(Required task):
Can you set out every line of the records below as a Markdown table with two columns, "Row" for the line's number and "Line" for its text, leaving out any blank lines?
>>>>
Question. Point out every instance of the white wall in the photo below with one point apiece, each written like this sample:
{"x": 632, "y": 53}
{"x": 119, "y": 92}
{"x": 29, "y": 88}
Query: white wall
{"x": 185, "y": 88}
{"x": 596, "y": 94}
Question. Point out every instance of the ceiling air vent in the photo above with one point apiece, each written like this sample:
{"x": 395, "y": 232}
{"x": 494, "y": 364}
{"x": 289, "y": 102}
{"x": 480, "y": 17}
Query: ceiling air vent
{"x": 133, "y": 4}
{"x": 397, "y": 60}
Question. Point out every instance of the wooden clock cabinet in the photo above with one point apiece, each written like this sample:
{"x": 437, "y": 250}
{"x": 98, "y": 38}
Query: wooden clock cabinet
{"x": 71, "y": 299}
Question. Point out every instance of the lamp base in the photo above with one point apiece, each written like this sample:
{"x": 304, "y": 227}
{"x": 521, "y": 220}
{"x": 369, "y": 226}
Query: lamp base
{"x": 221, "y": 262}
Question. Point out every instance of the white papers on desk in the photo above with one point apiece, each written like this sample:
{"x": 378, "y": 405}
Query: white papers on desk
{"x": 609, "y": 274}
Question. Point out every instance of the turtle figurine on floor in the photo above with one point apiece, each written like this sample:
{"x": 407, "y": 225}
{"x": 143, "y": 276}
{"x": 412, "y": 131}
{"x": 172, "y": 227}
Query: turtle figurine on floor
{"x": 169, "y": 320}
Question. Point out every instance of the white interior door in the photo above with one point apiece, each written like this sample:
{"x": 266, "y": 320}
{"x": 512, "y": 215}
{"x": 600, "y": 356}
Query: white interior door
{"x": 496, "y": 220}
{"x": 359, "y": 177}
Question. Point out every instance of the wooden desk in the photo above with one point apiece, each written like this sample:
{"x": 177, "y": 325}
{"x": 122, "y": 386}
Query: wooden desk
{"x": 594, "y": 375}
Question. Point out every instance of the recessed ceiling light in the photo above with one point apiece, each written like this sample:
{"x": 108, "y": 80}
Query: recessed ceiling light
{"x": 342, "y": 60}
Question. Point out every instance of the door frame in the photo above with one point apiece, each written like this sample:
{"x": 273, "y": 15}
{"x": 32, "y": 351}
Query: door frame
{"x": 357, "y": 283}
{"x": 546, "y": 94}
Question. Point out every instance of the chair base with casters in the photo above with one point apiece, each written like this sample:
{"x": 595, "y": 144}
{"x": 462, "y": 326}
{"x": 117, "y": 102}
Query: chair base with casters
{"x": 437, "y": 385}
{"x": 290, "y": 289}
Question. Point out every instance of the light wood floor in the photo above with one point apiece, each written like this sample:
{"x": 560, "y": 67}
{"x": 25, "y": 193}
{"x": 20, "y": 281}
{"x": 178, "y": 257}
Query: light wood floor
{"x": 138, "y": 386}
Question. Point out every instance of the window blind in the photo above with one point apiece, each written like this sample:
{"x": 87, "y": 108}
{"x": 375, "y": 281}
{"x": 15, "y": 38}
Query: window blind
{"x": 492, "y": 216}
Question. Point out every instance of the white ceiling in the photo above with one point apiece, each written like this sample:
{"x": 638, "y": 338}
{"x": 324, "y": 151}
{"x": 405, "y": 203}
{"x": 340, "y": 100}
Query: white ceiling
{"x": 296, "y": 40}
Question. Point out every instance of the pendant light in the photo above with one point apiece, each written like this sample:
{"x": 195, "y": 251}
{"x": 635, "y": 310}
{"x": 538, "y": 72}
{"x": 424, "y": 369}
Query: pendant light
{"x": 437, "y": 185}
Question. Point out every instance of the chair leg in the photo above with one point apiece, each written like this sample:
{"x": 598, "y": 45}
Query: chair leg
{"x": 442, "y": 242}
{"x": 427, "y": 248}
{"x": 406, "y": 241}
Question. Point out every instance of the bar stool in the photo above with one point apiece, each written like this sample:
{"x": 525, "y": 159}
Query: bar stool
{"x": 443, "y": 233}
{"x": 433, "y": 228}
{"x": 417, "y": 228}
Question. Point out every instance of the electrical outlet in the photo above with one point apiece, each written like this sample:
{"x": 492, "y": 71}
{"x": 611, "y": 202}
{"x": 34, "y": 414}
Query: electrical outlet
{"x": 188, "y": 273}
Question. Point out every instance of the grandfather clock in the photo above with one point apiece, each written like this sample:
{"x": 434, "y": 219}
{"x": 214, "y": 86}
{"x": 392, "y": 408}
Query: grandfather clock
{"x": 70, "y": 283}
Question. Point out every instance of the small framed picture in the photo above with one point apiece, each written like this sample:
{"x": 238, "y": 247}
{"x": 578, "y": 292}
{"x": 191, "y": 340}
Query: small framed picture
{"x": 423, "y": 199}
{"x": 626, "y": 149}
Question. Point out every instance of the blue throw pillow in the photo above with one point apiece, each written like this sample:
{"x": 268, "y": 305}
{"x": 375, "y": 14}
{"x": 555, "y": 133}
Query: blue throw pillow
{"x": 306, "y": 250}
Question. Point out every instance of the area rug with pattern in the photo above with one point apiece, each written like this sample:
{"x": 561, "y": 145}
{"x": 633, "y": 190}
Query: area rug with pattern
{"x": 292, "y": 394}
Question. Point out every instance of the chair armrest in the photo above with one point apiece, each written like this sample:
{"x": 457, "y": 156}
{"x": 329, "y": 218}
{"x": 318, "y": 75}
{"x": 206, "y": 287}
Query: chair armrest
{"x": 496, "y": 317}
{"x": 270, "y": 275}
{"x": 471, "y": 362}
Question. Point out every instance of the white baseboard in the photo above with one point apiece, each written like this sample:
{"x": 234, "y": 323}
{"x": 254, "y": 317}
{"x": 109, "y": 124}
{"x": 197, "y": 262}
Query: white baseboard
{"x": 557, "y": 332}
<<<<
(Worked answer):
| Row | Line |
|---|---|
| 1 | Question. Point out every instance of the white wall in the photo below with one point apiece, each written like this sample: |
| 2 | {"x": 632, "y": 53} |
| 3 | {"x": 119, "y": 92} |
| 4 | {"x": 29, "y": 88} |
| 5 | Query: white wall |
| 6 | {"x": 185, "y": 88} |
| 7 | {"x": 596, "y": 94} |
| 8 | Question. Point out every instance of the ceiling air vent in the photo above with one point apiece, each written like this sample: |
| 9 | {"x": 395, "y": 232} |
| 10 | {"x": 494, "y": 364} |
| 11 | {"x": 289, "y": 102} |
| 12 | {"x": 480, "y": 17} |
| 13 | Query: ceiling air vent |
| 14 | {"x": 133, "y": 4} |
| 15 | {"x": 397, "y": 60} |
| 16 | Question. Point out every instance of the wooden clock cabinet in the photo above with one point apiece, each written like this sample: |
| 17 | {"x": 437, "y": 250} |
| 18 | {"x": 98, "y": 38} |
| 19 | Query: wooden clock cabinet |
| 20 | {"x": 71, "y": 299} |
| 21 | Question. Point out every instance of the lamp base in the photo above with one point apiece, each written like this sample: |
| 22 | {"x": 304, "y": 227} |
| 23 | {"x": 521, "y": 220} |
| 24 | {"x": 369, "y": 226} |
| 25 | Query: lamp base |
| 26 | {"x": 221, "y": 262} |
| 27 | Question. Point out every instance of the white papers on desk in the photo above with one point apiece, each written like this sample: |
| 28 | {"x": 378, "y": 405} |
| 29 | Query: white papers on desk |
| 30 | {"x": 609, "y": 274} |
| 31 | Question. Point out every instance of the turtle figurine on floor in the photo above with one point apiece, each written like this sample: |
| 32 | {"x": 407, "y": 225} |
| 33 | {"x": 143, "y": 276} |
| 34 | {"x": 412, "y": 131} |
| 35 | {"x": 172, "y": 227} |
| 36 | Query: turtle figurine on floor |
| 37 | {"x": 169, "y": 320} |
| 38 | Question. Point out every instance of the white interior door in the photo above with one point apiece, each written like this sample: |
| 39 | {"x": 266, "y": 320} |
| 40 | {"x": 512, "y": 215} |
| 41 | {"x": 600, "y": 356} |
| 42 | Query: white interior door |
| 43 | {"x": 496, "y": 220} |
| 44 | {"x": 359, "y": 177} |
| 45 | Question. Point out every instance of the wooden desk in the photo above with one point apiece, each written like this sample: |
| 46 | {"x": 177, "y": 325} |
| 47 | {"x": 122, "y": 386} |
| 48 | Query: wooden desk |
| 49 | {"x": 594, "y": 375} |
| 50 | Question. Point out every instance of the recessed ceiling light in the photo above with one point apiece, each written like this sample: |
| 51 | {"x": 108, "y": 80} |
| 52 | Query: recessed ceiling light |
| 53 | {"x": 342, "y": 60} |
| 54 | Question. Point out every instance of the door frame in the photo above with one point apiece, each written like this sample: |
| 55 | {"x": 273, "y": 15} |
| 56 | {"x": 32, "y": 351} |
| 57 | Query: door frame |
| 58 | {"x": 357, "y": 283} |
| 59 | {"x": 546, "y": 94} |
| 60 | Question. Point out every instance of the chair base with casters in the photo above with one point apiece, each written like this sample: |
| 61 | {"x": 595, "y": 144} |
| 62 | {"x": 462, "y": 326} |
| 63 | {"x": 117, "y": 102} |
| 64 | Query: chair base with casters |
| 65 | {"x": 437, "y": 385} |
| 66 | {"x": 290, "y": 289} |
| 67 | Question. Point out every instance of the light wood floor in the photo above with one point apiece, each written like this sample: |
| 68 | {"x": 560, "y": 67} |
| 69 | {"x": 25, "y": 193} |
| 70 | {"x": 20, "y": 281} |
| 71 | {"x": 178, "y": 257} |
| 72 | Query: light wood floor |
| 73 | {"x": 138, "y": 386} |
| 74 | Question. Point out every instance of the window blind in the photo above with one point apiece, each written like this sample: |
| 75 | {"x": 87, "y": 108} |
| 76 | {"x": 375, "y": 281} |
| 77 | {"x": 15, "y": 38} |
| 78 | Query: window blind |
| 79 | {"x": 492, "y": 216} |
| 80 | Question. Point out every instance of the white ceiling in the photo above with one point apiece, each written like this sample: |
| 81 | {"x": 638, "y": 338} |
| 82 | {"x": 324, "y": 151} |
| 83 | {"x": 405, "y": 203} |
| 84 | {"x": 340, "y": 100} |
| 85 | Query: white ceiling |
| 86 | {"x": 296, "y": 40} |
| 87 | Question. Point out every instance of the pendant light in the photo above with one point apiece, each written like this sample: |
| 88 | {"x": 195, "y": 251} |
| 89 | {"x": 635, "y": 310} |
| 90 | {"x": 538, "y": 72} |
| 91 | {"x": 424, "y": 369} |
| 92 | Query: pendant light |
| 93 | {"x": 437, "y": 185} |
| 94 | Question. Point out every instance of the chair leg in the photo above with one point apiece, each written like this sample: |
| 95 | {"x": 598, "y": 45} |
| 96 | Query: chair leg |
| 97 | {"x": 442, "y": 242} |
| 98 | {"x": 427, "y": 248} |
| 99 | {"x": 406, "y": 241} |
| 100 | Question. Point out every instance of the bar stool in the photo above with one point apiece, each written like this sample: |
| 101 | {"x": 525, "y": 159} |
| 102 | Query: bar stool |
| 103 | {"x": 443, "y": 233} |
| 104 | {"x": 433, "y": 228} |
| 105 | {"x": 417, "y": 228} |
| 106 | Question. Point out every instance of the electrical outlet in the photo above with one point apiece, each written like this sample: |
| 107 | {"x": 492, "y": 71} |
| 108 | {"x": 611, "y": 202} |
| 109 | {"x": 34, "y": 414} |
| 110 | Query: electrical outlet |
| 111 | {"x": 188, "y": 273} |
| 112 | Question. Point out every instance of the grandfather clock in the photo above with one point apiece, each written like this sample: |
| 113 | {"x": 434, "y": 219} |
| 114 | {"x": 214, "y": 86} |
| 115 | {"x": 392, "y": 408} |
| 116 | Query: grandfather clock |
| 117 | {"x": 70, "y": 283} |
| 118 | Question. Point out every instance of the small framed picture in the photo above with one point apiece, each written like this sample: |
| 119 | {"x": 238, "y": 247} |
| 120 | {"x": 578, "y": 292} |
| 121 | {"x": 191, "y": 340} |
| 122 | Query: small framed picture |
| 123 | {"x": 423, "y": 199} |
| 124 | {"x": 626, "y": 149} |
| 125 | Question. Point out every instance of the blue throw pillow in the photo above with one point apiece, each written like this sample: |
| 126 | {"x": 268, "y": 305} |
| 127 | {"x": 375, "y": 14} |
| 128 | {"x": 555, "y": 133} |
| 129 | Query: blue throw pillow |
| 130 | {"x": 306, "y": 250} |
| 131 | Question. Point out every instance of the area rug with pattern in the photo above with one point apiece, each written like this sample: |
| 132 | {"x": 561, "y": 145} |
| 133 | {"x": 633, "y": 190} |
| 134 | Query: area rug with pattern |
| 135 | {"x": 292, "y": 394} |
| 136 | Question. Point out every instance of the chair armrest in the photo above with one point apiece, each written like this sample: |
| 137 | {"x": 457, "y": 156} |
| 138 | {"x": 329, "y": 218} |
| 139 | {"x": 318, "y": 75} |
| 140 | {"x": 206, "y": 287} |
| 141 | Query: chair armrest |
| 142 | {"x": 496, "y": 317} |
| 143 | {"x": 270, "y": 275} |
| 144 | {"x": 471, "y": 362} |
| 145 | Question. Point out every instance of the white baseboard in the photo above with one point apiece, each written like this sample: |
| 146 | {"x": 234, "y": 323} |
| 147 | {"x": 254, "y": 317} |
| 148 | {"x": 109, "y": 124} |
| 149 | {"x": 197, "y": 262} |
| 150 | Query: white baseboard |
| 151 | {"x": 557, "y": 332} |